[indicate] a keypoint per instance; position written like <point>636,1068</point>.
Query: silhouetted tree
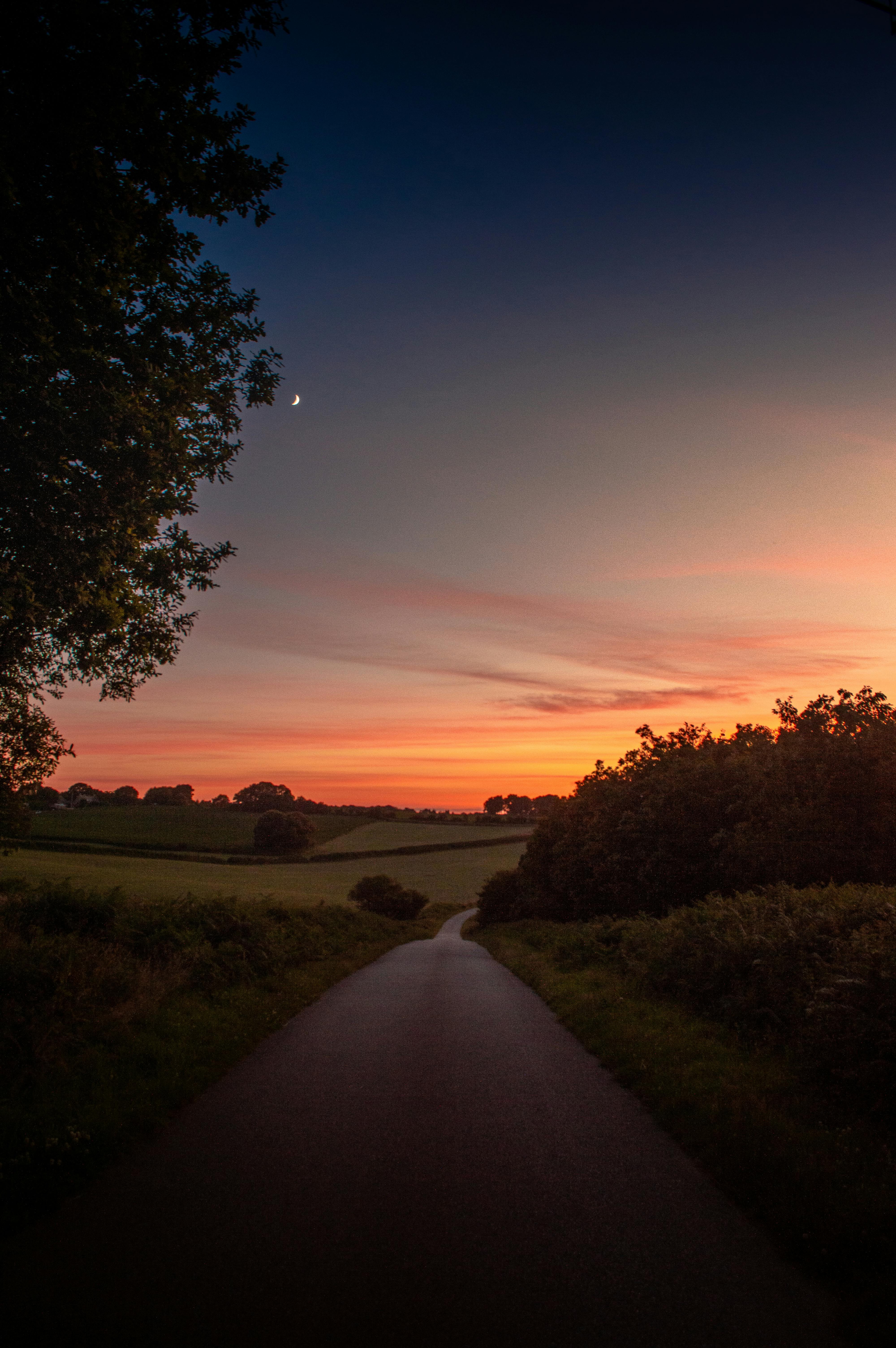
<point>519,807</point>
<point>689,813</point>
<point>265,796</point>
<point>125,358</point>
<point>284,834</point>
<point>545,804</point>
<point>169,795</point>
<point>502,898</point>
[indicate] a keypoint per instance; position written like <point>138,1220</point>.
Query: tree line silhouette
<point>690,813</point>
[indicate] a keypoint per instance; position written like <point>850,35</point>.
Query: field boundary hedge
<point>252,859</point>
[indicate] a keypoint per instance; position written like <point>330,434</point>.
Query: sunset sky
<point>592,309</point>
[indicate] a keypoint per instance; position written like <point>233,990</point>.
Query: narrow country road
<point>422,1157</point>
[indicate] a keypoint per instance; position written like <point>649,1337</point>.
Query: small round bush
<point>284,834</point>
<point>500,898</point>
<point>385,896</point>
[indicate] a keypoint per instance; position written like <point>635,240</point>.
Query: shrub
<point>690,813</point>
<point>386,897</point>
<point>810,971</point>
<point>500,898</point>
<point>284,834</point>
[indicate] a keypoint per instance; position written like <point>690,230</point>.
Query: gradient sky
<point>592,311</point>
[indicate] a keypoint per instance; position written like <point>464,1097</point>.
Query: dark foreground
<point>422,1157</point>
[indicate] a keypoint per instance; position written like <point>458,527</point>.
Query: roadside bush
<point>385,896</point>
<point>812,971</point>
<point>284,834</point>
<point>689,813</point>
<point>502,898</point>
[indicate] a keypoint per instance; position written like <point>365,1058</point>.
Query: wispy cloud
<point>552,656</point>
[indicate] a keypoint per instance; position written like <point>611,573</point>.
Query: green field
<point>168,827</point>
<point>446,877</point>
<point>386,835</point>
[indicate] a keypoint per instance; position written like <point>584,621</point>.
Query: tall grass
<point>760,1030</point>
<point>813,971</point>
<point>116,1010</point>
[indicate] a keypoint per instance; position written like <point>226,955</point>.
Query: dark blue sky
<point>593,316</point>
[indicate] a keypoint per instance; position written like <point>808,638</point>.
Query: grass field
<point>168,825</point>
<point>155,1002</point>
<point>446,877</point>
<point>386,835</point>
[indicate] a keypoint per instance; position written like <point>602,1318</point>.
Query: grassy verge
<point>116,1012</point>
<point>820,1179</point>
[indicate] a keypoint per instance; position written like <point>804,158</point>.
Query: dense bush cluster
<point>284,835</point>
<point>385,896</point>
<point>519,807</point>
<point>80,967</point>
<point>689,815</point>
<point>810,970</point>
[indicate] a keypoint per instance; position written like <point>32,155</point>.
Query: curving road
<point>422,1157</point>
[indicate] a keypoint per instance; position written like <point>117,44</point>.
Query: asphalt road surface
<point>422,1157</point>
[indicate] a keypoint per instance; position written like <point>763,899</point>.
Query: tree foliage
<point>385,896</point>
<point>284,834</point>
<point>690,813</point>
<point>181,795</point>
<point>125,355</point>
<point>265,796</point>
<point>30,745</point>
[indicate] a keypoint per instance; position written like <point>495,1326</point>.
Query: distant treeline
<point>262,797</point>
<point>690,815</point>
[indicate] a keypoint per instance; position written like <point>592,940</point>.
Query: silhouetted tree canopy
<point>385,896</point>
<point>125,356</point>
<point>181,795</point>
<point>284,834</point>
<point>689,813</point>
<point>265,796</point>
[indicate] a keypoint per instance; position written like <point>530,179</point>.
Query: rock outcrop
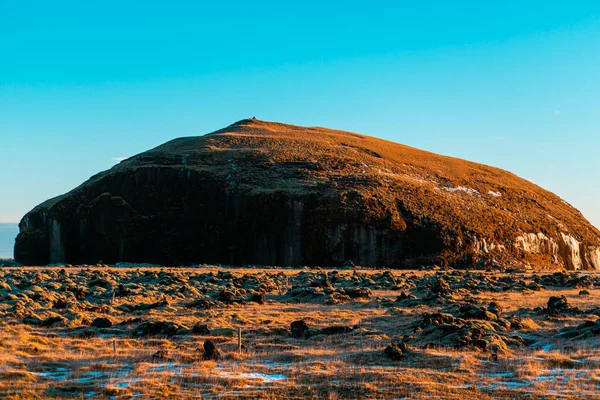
================
Task objective: Starting with the top line, write out all the data above exactly; keep the pictures out.

Exercise output:
[indicate] a keypoint per instance; position written like <point>636,1068</point>.
Query: silhouetted tree
<point>519,807</point>
<point>689,813</point>
<point>265,796</point>
<point>125,358</point>
<point>284,834</point>
<point>545,804</point>
<point>169,795</point>
<point>502,898</point>
[indicate] a keypoint per instance; position written like <point>138,1220</point>.
Query: tree line silhouette
<point>690,813</point>
[indicate] a keypoint per instance; position written like <point>850,35</point>.
Query: field boundary hedge
<point>252,859</point>
[indicate] a keypoint per instance; position written like <point>330,434</point>.
Query: sunset sky
<point>592,309</point>
[indicate] a keypoint per instance; position written like <point>233,990</point>.
Query: narrow country road
<point>422,1157</point>
[indicate] a keypoint per instance; position written like <point>649,1337</point>.
Query: small round bush
<point>284,834</point>
<point>500,898</point>
<point>385,896</point>
[indicate] a keypoint per instance; position written like <point>635,240</point>.
Query: shrub
<point>690,813</point>
<point>386,897</point>
<point>810,971</point>
<point>500,898</point>
<point>284,834</point>
[indicate] a keypoint per instance; position written like <point>690,230</point>.
Query: gradient sky
<point>592,311</point>
[indicate] a keypoint per instance; position written like <point>464,1097</point>.
Query: dark foreground
<point>422,1157</point>
[indicate] a keypoint per instance; position written like <point>458,527</point>.
Query: roadside bush
<point>385,896</point>
<point>812,971</point>
<point>284,834</point>
<point>689,813</point>
<point>502,898</point>
[indicate] a keypoint per instance; position written like <point>365,1058</point>.
Query: wispy cloud
<point>552,656</point>
[indicate] a keypoint per instance; position written like <point>611,573</point>.
Query: green field
<point>168,827</point>
<point>446,877</point>
<point>386,835</point>
[indicate] a keypoint per instance; position written like <point>584,621</point>.
Query: tall grass
<point>760,1030</point>
<point>813,971</point>
<point>116,1010</point>
[indicate] a keypoint per instance; position written like <point>226,955</point>.
Query: dark blue sky
<point>593,316</point>
[indicate] a keypoint per instance; position written like <point>808,638</point>.
Query: grass field
<point>168,825</point>
<point>155,1002</point>
<point>446,877</point>
<point>386,835</point>
[indicate] a keypoint per instance; position written like <point>602,1318</point>.
Query: grassy verge
<point>116,1012</point>
<point>820,1179</point>
[indicate] a keypoint per instance; position written like <point>804,158</point>.
Query: dense bush cluster
<point>284,835</point>
<point>385,896</point>
<point>519,807</point>
<point>80,967</point>
<point>689,815</point>
<point>810,970</point>
[indicate] a keypoint per instance; position written like <point>32,155</point>.
Query: curving road
<point>422,1157</point>
[indicate] a keypoint per instance; position written like <point>117,44</point>.
Query: asphalt road surface
<point>422,1157</point>
[indicate] a keypoint per instance; position written like <point>763,899</point>.
Query: tree foliage
<point>385,896</point>
<point>284,834</point>
<point>690,813</point>
<point>181,795</point>
<point>125,355</point>
<point>265,796</point>
<point>30,745</point>
[indicate] a keypoint per instance; position written like <point>495,1326</point>.
Query: distant treeline
<point>262,797</point>
<point>690,815</point>
[indicate] a keypoint per instance; position written like <point>592,940</point>.
Query: silhouetted tree canopy
<point>385,896</point>
<point>125,356</point>
<point>181,795</point>
<point>284,834</point>
<point>689,813</point>
<point>265,796</point>
[indicate] a keypoint per instance; position written like <point>530,179</point>.
Query: rock outcrop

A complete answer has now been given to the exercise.